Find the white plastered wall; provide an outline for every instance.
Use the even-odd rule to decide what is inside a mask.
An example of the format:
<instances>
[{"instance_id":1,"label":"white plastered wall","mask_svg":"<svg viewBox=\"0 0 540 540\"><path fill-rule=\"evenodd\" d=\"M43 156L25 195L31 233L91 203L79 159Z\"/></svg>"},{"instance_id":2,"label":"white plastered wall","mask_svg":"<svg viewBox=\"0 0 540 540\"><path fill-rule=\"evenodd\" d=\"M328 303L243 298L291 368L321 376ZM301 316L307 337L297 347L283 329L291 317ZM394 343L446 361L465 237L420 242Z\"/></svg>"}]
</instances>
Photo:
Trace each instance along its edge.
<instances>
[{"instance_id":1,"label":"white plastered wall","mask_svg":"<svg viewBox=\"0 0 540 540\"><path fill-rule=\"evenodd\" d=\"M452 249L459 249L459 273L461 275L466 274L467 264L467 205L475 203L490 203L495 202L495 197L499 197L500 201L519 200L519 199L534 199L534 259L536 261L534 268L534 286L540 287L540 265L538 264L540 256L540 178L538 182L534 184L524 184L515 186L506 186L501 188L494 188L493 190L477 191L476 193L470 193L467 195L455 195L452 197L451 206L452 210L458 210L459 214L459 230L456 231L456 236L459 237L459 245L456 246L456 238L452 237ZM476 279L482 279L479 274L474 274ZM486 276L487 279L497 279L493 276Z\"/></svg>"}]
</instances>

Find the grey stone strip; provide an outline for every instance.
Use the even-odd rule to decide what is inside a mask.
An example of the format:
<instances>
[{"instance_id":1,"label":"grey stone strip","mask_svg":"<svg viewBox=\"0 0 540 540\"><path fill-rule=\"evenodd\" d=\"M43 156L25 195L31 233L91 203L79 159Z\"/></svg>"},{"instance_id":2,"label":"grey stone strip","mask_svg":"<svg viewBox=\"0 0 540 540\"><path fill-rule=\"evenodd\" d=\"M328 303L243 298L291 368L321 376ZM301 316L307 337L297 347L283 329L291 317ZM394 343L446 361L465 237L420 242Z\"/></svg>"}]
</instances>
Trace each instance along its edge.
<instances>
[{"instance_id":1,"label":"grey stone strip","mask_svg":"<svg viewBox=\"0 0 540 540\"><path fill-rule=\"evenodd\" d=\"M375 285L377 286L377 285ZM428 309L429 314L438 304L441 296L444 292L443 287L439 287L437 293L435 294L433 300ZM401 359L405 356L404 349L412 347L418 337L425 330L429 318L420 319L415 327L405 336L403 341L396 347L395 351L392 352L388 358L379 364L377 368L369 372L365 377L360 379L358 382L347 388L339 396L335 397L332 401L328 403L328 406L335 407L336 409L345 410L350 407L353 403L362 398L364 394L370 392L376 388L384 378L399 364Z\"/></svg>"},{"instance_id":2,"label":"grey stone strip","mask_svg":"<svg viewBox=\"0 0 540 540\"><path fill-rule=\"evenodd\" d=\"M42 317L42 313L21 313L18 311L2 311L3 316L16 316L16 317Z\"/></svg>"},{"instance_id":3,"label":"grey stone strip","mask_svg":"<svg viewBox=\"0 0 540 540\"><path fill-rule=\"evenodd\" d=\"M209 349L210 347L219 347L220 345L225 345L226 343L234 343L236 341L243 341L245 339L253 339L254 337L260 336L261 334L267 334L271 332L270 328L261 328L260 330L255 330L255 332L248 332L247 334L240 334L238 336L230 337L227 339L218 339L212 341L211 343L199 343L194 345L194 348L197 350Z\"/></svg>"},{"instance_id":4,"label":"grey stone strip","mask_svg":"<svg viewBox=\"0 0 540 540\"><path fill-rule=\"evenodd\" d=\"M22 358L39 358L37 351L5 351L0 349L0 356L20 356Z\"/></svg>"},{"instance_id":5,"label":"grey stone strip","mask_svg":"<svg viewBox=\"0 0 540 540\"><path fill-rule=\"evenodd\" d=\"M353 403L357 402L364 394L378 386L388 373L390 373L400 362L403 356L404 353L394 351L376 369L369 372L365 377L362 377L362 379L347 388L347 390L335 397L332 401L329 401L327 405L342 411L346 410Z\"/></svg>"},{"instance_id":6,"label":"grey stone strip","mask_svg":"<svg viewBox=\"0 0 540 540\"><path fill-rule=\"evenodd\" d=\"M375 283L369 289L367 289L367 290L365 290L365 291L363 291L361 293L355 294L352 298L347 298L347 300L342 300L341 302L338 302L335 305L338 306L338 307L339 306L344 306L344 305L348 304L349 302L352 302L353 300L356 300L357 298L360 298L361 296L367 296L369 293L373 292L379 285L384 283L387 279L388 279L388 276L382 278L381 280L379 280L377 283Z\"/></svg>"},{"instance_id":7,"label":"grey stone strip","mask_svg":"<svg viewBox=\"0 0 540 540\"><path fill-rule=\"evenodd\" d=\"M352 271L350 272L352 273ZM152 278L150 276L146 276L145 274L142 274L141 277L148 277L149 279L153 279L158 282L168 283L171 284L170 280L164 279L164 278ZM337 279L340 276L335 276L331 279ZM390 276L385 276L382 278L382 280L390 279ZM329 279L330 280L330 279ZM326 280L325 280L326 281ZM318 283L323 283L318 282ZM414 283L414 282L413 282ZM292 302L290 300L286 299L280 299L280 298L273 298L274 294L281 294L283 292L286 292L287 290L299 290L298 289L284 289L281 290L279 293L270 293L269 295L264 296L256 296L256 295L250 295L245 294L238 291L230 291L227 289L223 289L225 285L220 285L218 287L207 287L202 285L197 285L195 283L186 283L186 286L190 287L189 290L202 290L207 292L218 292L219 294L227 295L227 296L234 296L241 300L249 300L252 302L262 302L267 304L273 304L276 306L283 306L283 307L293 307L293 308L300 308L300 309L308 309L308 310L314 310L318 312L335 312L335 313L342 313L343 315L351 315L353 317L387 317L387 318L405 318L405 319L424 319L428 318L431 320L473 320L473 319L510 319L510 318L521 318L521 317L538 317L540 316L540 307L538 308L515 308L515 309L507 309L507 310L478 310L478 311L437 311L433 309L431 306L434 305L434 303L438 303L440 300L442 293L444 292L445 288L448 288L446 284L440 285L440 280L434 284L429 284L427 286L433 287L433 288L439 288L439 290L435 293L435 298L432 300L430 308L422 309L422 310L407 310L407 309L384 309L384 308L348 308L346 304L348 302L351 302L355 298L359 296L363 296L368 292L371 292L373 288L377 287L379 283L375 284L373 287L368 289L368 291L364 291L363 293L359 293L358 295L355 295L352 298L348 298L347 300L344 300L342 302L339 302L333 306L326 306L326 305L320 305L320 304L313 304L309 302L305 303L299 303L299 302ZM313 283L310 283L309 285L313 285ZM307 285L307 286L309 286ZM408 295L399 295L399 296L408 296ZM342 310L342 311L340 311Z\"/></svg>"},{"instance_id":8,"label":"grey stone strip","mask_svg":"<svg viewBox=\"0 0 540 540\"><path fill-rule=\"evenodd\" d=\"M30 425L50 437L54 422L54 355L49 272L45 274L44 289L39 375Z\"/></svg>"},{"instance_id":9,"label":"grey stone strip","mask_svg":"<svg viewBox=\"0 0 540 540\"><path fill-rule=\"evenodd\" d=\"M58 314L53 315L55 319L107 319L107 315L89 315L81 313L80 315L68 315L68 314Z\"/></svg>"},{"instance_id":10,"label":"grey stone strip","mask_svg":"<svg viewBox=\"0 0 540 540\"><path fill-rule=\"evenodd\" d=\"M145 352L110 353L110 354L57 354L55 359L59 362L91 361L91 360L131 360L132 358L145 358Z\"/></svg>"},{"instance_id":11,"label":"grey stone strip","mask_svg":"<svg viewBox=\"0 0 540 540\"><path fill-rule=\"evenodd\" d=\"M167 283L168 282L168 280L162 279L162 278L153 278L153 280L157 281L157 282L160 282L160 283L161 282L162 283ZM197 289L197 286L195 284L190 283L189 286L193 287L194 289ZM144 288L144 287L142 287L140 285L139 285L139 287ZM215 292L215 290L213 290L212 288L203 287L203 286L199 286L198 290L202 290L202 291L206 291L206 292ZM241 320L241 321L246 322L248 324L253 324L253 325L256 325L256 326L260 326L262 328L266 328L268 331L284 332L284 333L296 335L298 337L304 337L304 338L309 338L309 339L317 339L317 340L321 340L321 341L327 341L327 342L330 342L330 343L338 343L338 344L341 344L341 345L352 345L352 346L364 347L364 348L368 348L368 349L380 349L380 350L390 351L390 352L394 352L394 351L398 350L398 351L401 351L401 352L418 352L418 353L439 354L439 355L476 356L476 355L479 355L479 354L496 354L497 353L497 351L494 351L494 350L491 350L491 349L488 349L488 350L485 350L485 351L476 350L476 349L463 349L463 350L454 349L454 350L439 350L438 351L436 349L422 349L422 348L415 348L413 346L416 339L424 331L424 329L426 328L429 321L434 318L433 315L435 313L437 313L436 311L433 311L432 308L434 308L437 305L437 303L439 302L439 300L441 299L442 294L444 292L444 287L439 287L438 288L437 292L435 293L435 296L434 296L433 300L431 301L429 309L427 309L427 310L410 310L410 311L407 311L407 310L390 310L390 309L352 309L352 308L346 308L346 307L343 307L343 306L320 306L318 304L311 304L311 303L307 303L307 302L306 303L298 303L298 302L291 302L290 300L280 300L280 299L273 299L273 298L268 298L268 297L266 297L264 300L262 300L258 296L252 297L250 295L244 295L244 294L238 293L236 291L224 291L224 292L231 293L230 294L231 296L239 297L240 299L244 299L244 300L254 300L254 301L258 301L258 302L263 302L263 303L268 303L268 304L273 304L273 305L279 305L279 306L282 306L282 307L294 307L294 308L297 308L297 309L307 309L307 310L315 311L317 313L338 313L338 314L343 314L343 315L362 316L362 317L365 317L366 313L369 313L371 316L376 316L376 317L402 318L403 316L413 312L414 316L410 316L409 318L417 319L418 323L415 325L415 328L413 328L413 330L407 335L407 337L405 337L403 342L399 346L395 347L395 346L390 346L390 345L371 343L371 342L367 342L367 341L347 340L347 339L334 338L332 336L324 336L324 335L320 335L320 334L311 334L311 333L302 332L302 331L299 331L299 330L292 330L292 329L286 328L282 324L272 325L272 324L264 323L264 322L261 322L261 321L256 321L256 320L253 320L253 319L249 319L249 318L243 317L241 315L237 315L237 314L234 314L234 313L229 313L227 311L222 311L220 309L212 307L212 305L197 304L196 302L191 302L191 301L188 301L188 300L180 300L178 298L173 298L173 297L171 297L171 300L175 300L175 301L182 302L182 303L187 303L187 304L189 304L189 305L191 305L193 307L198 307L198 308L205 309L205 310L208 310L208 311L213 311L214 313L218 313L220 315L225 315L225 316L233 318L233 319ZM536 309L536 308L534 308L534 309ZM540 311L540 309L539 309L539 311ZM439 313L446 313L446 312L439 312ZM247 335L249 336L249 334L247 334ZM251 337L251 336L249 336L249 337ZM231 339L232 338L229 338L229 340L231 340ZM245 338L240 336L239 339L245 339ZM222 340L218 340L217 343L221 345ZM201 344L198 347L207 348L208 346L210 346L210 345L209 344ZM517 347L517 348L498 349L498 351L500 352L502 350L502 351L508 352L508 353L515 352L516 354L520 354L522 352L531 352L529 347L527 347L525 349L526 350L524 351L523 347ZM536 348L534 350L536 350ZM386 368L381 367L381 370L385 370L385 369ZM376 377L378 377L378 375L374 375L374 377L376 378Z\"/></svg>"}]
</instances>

━━━━━━━━━━━━━━━━━━━━

BRIEF ::
Count how many lines in the data above contain the string "provide", with case counting, and reply with that number alone.

THE OUTPUT ::
2